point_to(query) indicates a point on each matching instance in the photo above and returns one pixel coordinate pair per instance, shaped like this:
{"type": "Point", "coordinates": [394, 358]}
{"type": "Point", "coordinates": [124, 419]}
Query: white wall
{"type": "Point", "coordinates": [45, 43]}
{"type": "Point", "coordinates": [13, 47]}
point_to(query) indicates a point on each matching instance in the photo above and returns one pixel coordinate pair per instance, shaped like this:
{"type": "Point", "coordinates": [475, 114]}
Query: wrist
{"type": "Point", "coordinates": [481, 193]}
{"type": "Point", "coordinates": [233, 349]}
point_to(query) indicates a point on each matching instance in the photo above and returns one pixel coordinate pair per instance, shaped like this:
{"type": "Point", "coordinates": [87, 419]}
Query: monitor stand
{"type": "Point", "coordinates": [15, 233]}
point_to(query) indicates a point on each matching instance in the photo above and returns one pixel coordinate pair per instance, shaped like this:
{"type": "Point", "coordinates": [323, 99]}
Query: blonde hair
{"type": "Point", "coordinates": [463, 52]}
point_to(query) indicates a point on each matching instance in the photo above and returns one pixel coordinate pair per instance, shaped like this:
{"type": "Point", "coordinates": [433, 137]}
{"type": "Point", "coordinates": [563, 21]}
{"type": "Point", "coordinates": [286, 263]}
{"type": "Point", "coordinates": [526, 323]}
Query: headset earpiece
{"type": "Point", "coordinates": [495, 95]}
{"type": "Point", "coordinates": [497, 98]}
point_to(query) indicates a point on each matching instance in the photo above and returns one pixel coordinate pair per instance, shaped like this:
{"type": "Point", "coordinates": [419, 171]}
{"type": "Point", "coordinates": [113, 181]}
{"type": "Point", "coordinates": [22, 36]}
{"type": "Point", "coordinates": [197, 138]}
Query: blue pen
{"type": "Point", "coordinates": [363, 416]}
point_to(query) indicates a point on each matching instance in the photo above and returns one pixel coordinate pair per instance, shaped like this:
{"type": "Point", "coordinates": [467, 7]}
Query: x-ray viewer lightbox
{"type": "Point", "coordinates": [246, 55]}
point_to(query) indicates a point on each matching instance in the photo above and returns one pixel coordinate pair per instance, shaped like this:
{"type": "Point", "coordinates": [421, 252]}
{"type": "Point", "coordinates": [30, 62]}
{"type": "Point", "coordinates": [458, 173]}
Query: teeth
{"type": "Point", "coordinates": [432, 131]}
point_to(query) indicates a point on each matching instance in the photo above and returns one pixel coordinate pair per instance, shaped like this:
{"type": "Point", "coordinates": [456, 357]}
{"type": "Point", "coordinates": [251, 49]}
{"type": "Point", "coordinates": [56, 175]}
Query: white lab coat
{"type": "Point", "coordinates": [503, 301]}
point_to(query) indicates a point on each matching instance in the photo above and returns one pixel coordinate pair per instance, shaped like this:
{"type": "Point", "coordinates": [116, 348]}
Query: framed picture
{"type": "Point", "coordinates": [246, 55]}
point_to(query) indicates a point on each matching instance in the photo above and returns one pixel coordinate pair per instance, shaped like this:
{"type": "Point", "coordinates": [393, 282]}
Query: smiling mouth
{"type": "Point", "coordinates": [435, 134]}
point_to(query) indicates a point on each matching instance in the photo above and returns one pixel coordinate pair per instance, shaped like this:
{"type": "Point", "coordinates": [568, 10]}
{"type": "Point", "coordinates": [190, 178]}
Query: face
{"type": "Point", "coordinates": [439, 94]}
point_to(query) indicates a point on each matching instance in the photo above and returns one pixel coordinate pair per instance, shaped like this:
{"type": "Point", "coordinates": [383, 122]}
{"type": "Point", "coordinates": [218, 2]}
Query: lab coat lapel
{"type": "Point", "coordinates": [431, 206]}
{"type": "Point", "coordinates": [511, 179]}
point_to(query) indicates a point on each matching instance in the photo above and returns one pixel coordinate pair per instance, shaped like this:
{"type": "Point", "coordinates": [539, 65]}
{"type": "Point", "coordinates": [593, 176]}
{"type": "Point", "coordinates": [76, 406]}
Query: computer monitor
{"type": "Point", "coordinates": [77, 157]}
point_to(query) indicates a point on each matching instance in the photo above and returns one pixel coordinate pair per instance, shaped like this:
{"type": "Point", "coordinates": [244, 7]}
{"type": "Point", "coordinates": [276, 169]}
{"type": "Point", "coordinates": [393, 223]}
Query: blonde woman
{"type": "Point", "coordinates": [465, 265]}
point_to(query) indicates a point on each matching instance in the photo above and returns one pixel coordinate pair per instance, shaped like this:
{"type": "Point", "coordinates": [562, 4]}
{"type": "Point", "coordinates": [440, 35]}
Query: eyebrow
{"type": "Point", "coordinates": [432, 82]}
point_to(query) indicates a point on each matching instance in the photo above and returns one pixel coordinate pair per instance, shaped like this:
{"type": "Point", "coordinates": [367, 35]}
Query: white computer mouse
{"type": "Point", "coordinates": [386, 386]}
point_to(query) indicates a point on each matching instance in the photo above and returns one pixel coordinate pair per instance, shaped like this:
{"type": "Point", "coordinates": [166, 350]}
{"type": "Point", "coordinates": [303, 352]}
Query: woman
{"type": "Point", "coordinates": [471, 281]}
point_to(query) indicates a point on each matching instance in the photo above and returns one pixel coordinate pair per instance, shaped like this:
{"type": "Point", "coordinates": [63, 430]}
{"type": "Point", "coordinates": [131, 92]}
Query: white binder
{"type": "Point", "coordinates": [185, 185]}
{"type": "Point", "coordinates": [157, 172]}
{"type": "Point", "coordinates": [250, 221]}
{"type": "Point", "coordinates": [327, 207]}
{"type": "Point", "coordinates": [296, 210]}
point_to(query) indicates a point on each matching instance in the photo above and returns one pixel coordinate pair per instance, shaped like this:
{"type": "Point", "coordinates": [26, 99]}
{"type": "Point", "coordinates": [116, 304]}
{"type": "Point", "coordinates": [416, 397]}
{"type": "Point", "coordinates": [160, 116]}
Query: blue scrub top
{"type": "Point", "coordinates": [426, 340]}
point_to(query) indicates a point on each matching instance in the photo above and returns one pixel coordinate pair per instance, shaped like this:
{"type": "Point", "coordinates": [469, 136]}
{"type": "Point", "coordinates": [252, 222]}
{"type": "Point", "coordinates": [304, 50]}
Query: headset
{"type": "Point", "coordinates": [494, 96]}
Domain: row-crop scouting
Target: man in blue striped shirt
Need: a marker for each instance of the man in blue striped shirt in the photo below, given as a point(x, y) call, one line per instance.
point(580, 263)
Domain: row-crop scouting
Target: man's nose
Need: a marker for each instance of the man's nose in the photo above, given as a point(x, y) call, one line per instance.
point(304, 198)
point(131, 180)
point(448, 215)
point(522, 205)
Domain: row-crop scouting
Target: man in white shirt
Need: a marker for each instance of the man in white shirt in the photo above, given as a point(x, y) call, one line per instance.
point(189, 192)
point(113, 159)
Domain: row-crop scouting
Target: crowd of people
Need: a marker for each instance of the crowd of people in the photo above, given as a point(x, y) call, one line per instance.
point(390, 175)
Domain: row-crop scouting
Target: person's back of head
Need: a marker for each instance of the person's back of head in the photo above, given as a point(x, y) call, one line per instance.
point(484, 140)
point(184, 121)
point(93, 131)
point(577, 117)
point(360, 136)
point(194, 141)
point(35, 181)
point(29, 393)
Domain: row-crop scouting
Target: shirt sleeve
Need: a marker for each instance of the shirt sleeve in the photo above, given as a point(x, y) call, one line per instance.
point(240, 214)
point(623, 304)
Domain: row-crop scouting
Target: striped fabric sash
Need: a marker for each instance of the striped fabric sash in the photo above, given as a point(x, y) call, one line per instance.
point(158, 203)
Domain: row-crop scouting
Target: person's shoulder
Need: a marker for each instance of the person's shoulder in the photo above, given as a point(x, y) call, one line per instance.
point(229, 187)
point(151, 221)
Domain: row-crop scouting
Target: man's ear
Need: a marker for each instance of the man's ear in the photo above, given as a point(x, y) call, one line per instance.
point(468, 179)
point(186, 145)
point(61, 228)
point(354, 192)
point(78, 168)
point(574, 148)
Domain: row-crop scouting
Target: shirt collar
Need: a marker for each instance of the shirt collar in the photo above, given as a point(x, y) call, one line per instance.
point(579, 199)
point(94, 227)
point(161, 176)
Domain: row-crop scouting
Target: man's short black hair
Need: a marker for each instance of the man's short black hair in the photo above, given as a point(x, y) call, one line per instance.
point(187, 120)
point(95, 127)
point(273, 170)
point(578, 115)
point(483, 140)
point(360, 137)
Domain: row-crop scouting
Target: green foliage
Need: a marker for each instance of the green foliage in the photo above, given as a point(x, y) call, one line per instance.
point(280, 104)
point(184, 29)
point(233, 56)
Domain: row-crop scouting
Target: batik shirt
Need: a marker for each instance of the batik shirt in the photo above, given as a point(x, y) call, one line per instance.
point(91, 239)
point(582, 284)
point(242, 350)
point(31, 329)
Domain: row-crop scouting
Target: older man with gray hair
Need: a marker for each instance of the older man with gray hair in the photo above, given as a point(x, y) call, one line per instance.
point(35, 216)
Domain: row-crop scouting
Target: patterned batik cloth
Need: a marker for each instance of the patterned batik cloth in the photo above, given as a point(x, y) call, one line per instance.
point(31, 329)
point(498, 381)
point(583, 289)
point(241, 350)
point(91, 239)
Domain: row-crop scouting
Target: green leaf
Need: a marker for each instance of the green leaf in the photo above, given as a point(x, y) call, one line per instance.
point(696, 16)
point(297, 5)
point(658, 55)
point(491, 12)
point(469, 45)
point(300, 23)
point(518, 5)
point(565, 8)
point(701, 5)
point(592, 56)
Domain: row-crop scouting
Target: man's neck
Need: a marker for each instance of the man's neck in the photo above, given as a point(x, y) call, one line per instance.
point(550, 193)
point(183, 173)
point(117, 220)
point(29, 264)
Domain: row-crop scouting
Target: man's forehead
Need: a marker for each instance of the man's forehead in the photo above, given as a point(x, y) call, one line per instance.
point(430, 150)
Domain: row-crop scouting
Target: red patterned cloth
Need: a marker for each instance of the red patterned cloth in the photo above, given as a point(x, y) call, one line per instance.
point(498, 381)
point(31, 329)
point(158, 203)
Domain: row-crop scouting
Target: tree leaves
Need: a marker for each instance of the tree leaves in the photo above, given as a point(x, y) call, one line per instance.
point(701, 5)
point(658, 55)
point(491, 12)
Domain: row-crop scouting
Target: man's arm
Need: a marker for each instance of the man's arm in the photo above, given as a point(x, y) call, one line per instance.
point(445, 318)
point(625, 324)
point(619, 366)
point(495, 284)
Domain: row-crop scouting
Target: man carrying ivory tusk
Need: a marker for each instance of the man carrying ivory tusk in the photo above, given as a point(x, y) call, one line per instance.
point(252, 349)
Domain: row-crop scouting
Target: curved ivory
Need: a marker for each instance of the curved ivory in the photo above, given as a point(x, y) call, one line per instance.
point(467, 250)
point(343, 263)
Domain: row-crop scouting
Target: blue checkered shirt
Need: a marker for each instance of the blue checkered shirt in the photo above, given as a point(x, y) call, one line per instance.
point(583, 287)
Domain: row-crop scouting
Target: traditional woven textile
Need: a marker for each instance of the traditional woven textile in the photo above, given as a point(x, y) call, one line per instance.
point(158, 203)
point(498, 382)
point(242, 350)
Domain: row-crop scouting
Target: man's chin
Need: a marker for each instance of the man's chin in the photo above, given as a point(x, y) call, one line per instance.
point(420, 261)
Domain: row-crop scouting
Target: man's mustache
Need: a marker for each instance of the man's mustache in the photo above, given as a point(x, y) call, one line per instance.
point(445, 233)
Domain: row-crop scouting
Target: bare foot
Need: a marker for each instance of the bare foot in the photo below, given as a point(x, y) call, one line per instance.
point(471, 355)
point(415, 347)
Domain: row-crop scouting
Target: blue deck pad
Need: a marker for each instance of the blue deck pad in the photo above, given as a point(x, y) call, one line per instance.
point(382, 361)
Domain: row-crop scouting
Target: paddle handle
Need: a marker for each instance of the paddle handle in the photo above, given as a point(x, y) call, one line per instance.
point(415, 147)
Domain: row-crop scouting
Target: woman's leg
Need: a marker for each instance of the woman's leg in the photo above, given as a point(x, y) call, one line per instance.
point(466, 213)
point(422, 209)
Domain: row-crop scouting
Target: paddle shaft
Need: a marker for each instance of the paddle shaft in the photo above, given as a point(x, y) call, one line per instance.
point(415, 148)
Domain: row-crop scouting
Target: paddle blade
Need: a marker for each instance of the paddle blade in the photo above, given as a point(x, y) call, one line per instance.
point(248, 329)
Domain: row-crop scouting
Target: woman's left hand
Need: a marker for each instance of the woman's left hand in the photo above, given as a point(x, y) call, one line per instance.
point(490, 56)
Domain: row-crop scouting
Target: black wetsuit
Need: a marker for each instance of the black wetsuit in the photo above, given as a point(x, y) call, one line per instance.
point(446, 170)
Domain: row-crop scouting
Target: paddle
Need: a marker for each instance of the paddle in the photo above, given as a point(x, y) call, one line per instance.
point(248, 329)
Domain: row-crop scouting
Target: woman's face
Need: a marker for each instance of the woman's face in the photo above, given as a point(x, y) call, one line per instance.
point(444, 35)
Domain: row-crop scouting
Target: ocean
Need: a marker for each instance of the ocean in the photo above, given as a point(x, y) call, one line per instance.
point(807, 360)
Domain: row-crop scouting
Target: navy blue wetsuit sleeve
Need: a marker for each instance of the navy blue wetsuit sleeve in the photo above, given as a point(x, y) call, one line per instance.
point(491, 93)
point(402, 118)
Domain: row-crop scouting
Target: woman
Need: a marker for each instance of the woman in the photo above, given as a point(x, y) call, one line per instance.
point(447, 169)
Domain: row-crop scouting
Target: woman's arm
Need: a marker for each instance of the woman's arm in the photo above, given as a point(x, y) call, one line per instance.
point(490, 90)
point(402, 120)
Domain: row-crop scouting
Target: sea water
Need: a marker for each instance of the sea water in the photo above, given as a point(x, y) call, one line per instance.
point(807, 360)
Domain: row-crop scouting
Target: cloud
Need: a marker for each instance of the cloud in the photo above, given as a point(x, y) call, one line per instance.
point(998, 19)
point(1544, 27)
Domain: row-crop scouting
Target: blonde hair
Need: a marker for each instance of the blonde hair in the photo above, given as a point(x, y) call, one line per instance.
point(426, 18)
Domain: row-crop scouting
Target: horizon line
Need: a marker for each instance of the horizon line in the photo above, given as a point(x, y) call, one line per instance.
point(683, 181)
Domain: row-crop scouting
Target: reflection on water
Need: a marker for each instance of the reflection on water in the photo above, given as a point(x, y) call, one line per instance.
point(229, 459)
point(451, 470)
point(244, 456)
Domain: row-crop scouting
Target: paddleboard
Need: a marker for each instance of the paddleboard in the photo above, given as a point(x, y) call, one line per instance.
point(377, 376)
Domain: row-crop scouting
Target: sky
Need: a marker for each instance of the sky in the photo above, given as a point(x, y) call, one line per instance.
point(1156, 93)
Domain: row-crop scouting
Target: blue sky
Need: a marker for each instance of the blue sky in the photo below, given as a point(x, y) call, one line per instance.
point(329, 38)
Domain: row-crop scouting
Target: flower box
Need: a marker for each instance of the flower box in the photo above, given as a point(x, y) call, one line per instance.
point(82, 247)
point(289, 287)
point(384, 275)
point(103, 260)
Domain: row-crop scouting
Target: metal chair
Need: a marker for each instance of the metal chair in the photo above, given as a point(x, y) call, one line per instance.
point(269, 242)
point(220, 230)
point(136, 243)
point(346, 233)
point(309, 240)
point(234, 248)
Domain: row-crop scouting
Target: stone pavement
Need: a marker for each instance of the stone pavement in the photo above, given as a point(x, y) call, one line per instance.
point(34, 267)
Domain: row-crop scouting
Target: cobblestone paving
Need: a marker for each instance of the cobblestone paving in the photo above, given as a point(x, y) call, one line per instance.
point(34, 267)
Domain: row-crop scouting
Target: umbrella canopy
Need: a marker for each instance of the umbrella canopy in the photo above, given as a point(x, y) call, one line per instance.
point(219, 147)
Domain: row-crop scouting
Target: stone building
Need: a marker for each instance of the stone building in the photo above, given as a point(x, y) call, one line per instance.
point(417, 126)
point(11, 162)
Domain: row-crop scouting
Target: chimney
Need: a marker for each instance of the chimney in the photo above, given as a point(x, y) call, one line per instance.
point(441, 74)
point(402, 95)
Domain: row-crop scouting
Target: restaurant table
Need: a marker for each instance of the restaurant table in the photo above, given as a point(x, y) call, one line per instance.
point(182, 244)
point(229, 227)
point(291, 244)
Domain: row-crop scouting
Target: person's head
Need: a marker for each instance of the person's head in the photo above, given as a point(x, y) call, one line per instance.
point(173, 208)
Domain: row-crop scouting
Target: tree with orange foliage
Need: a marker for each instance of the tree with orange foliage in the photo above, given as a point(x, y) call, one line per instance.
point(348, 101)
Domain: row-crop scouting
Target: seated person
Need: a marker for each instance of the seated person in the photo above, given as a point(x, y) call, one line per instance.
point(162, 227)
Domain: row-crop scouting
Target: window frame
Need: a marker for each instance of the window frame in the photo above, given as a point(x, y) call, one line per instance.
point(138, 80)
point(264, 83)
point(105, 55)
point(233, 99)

JOB -
Count the lines of the data above that contain the string "building", treating uppercase and lowercase as different, and give only the number.

ANSWER FOR THIS EXERCISE -
2